RFR: 8338021: Support saturating vector operators in VectorAPI [v4]

Tue Aug 27 18:30:08 UTC 2024

On Mon, 19 Aug 2024 07:19:30 GMT, Jatin Bhateja <jbhateja at openjdk.org> wrote:

>> Hi All,
>> 
>> As per the discussion on panama-dev mailing list[1], patch adds the support following new vector operators.
>> 
>> 
>>      . SUADD   : Saturating unsigned addition.
>>      . SADD    : Saturating signed addition. 
>>      . SUSUB   : Saturating unsigned subtraction.
>>      . SSUB    : Saturating signed subtraction.
>>      . UMAX    : Unsigned max
>>      . UMIN    : Unsigned min.
>>      
>> 
>> New vector operators are applicable to only integral types since their values wraparound in over/underflowing scenarios after setting appropriate status flags. For floating point types, as per IEEE 754 specs there are multiple schemes to handler underflow, one of them is gradual underflow which transitions the value to subnormal range. Similarly, overflow implicitly saturates the floating-point value to an Infinite value.
>> 
>> As the name suggests, these are saturating operations, i.e. the result of the computation is strictly capped by lower and upper bounds of the result type and is not wrapped around in underflowing or overflowing scenarios.
>> 
>> Summary of changes:
>> - Java side implementation of new vector operators.
>> - Add new scalar saturating APIs for each of the above saturating vector operator in corresponding primitive box classes, fallback implementation of vector operators is based over it.
>> - C2 compiler IR and inline expander changes.
>> - Optimized x86 backend implementation for new vector operators and their predicated counterparts.

= Your objective =
Continue the code review post about saturating vector operators from the point where it stops.

= Provided material =
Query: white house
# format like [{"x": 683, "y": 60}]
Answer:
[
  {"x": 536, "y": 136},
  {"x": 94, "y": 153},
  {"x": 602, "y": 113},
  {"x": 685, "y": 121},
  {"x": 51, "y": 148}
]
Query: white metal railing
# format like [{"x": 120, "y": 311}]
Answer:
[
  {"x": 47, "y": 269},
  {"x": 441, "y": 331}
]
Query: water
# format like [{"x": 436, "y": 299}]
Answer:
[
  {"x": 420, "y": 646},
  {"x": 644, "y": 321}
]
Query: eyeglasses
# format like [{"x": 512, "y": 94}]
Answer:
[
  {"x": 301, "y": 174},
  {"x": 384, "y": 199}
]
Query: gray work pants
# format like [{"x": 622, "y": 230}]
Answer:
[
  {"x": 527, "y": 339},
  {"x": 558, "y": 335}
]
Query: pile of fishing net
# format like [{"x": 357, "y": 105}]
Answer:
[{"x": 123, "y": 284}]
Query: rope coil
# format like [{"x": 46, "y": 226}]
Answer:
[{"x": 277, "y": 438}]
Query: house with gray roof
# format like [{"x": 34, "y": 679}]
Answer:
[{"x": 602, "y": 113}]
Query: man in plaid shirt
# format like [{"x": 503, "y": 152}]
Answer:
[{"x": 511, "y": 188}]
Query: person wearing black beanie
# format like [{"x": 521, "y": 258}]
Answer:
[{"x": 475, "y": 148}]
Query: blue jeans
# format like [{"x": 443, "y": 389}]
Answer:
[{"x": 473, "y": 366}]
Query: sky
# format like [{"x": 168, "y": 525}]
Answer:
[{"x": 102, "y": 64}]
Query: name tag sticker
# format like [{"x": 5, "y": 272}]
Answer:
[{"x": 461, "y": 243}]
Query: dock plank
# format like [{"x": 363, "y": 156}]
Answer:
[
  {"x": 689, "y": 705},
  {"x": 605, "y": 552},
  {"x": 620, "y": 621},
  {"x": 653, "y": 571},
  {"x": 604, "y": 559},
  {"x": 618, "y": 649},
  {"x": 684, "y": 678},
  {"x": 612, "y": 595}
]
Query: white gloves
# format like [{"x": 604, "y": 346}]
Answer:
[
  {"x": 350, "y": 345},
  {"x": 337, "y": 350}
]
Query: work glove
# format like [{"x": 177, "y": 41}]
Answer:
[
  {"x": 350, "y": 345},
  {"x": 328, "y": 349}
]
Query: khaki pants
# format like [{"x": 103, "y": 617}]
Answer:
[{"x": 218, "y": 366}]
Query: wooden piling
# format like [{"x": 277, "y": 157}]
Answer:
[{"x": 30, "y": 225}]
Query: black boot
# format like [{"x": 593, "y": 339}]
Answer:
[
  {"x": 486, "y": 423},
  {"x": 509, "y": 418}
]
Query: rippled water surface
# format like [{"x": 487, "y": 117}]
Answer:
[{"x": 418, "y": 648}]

...

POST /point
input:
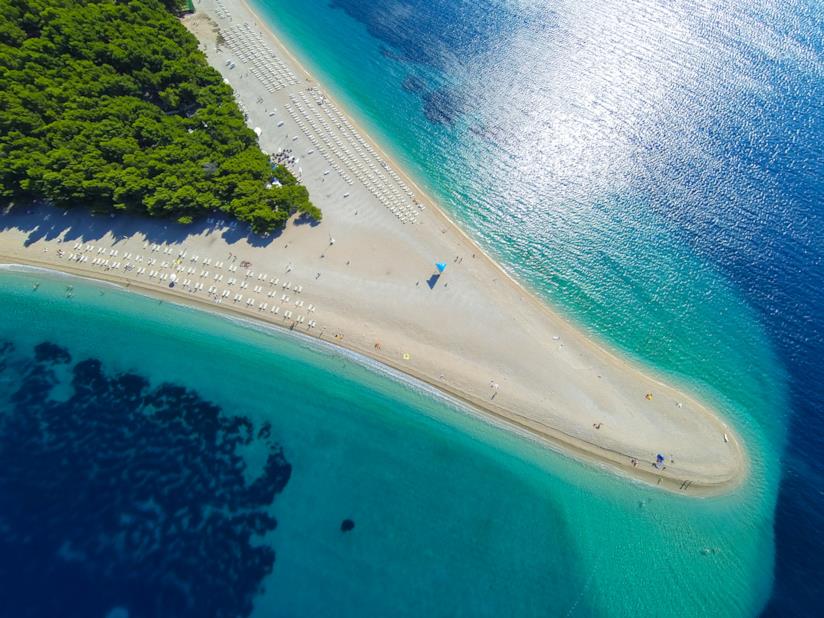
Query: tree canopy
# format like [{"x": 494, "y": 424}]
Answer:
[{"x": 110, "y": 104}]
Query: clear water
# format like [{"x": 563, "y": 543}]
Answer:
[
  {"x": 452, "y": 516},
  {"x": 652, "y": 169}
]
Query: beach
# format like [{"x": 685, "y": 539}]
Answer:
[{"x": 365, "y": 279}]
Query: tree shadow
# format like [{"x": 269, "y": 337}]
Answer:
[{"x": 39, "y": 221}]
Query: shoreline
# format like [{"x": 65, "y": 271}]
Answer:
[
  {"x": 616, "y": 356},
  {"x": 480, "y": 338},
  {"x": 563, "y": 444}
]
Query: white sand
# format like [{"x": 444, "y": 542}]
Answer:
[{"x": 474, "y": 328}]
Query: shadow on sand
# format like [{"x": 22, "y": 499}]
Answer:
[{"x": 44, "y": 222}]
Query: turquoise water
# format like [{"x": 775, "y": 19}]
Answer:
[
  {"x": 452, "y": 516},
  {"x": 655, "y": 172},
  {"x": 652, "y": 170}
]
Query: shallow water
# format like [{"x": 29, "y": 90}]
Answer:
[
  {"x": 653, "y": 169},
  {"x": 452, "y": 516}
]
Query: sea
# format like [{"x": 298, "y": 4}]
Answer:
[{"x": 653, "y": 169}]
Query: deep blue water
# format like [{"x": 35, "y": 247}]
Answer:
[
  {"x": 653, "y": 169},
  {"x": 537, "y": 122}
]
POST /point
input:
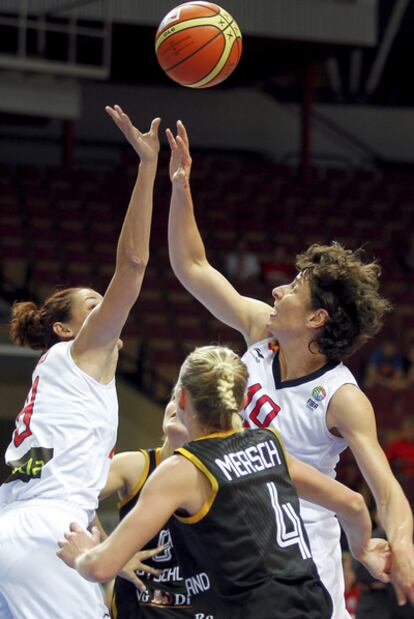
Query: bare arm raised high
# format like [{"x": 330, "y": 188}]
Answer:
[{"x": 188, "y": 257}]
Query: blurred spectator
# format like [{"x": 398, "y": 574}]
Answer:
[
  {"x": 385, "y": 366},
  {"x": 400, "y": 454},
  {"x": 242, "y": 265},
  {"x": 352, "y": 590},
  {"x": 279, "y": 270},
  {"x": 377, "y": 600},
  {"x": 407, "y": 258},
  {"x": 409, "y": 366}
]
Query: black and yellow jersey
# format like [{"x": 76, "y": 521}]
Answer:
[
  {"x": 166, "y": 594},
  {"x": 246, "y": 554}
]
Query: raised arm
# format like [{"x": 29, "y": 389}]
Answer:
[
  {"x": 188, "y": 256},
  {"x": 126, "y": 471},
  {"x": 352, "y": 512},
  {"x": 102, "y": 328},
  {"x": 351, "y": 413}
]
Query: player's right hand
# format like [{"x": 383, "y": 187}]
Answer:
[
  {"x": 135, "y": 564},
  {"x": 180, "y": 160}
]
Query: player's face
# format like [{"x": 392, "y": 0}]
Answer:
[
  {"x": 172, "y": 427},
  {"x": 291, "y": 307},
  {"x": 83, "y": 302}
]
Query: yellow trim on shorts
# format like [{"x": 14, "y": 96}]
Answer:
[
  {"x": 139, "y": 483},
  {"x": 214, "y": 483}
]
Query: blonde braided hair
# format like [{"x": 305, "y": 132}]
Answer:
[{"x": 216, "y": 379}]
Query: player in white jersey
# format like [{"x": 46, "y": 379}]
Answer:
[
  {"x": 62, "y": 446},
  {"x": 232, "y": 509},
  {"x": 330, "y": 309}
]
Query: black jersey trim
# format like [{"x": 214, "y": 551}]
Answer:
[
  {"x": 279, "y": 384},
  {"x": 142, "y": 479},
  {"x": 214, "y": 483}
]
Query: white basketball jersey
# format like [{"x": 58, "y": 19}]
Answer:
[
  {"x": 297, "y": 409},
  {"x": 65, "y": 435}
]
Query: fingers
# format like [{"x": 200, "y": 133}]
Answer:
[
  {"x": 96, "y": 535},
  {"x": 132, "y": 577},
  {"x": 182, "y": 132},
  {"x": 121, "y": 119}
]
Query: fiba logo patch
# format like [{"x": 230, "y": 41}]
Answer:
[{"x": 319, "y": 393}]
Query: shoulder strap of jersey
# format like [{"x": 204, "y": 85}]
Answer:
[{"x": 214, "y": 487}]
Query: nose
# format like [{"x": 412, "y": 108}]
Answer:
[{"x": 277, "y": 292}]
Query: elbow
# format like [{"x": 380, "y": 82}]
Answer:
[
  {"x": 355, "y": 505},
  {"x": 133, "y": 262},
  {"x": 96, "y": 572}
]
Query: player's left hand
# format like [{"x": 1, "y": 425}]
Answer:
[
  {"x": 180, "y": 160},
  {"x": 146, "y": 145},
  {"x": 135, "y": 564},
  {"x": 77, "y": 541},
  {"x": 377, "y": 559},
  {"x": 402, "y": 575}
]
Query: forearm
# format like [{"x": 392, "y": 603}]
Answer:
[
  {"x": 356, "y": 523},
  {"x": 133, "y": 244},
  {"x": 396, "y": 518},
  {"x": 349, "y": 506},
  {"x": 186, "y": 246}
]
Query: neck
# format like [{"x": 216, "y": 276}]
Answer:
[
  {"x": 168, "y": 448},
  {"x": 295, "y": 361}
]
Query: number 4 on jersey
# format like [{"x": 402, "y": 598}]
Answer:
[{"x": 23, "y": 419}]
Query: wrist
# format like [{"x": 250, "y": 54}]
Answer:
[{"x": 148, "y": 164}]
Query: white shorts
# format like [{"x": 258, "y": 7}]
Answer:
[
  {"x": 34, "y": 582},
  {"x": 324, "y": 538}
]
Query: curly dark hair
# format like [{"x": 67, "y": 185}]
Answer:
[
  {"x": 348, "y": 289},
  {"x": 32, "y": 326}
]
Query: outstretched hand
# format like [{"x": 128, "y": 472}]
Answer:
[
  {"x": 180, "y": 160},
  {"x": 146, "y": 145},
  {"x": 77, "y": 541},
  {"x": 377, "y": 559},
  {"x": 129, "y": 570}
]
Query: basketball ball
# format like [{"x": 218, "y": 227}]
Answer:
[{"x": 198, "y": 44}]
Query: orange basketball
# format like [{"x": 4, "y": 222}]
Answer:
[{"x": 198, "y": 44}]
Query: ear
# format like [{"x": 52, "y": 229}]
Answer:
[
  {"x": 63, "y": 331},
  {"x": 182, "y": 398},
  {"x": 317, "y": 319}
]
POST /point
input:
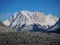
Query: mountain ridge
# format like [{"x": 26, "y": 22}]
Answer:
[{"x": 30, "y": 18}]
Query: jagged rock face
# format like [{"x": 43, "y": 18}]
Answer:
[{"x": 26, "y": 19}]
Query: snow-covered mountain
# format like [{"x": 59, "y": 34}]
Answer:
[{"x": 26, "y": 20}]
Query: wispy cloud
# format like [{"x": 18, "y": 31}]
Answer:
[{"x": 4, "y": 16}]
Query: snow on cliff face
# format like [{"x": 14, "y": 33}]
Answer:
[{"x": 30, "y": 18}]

= Exercise output =
>> - Extends existing VectorAPI Jtreg test suite to cover new operations.
>> 
>> Kindly review and share your feedback.
>> 
>> Best Regards,
>> PS: Intrinsification and auto-vectorization of new core-lib API will be addressed separately in a follow-up patch.
>> 
>> [1] https://mail.openjdk.org/pipermail/panama-dev/2024-May/020408.html
>
> Jatin Bhateja has updated the pull request incrementally with one additional commit since the last revision:
> 
>   Review comments resolutions.

src/hotspot/cpu/x86/x86.ad line 1773:

> 1771:         return false;
> 1772:       }
> 1773:       if (bt == T_LONG && !VM_Version::supports_avx512vl()) {

we should be able to support bt == T_LONG for 512 bit irrespective of avx512vl.

src/hotspot/cpu/x86/x86.ad line 1953:

> 1951:        if (UseAVX < 1 || size_in_bits < 128 || (size_in_bits == 512 && !VM_Version::supports_avx512bw())) {
> 1952:          return false;
> 1953:        }

UseAVX < 1 could be written as UseAVX == 0. Could we not do register version for size_in_bit < 128?

src/hotspot/cpu/x86/x86.ad line 1962:

> 1960:         return false; // Implementation limitation
> 1961:       }
> 1962:       break;

Could we not do register version for size_in_bit < 128?

src/hotspot/cpu/x86/x86.ad line 2143:

> 2141:       if (is_subword_type(bt) && !VM_Version::supports_avx512bw()) {
> 2142:         return false; // Implementation limitation
> 2143:       }

UMinV and UMaxV are supported on AVX1, AVX2 platform.

src/hotspot/cpu/x86/x86.ad line 2155:

> 2153:         return false; // Implementation limitation
> 2154:       }
> 2155:       return true;

Byte/Short saturating vector add is supported for AVX1, AVX2 platforms. Could we not do register version for size_in_bit < 128?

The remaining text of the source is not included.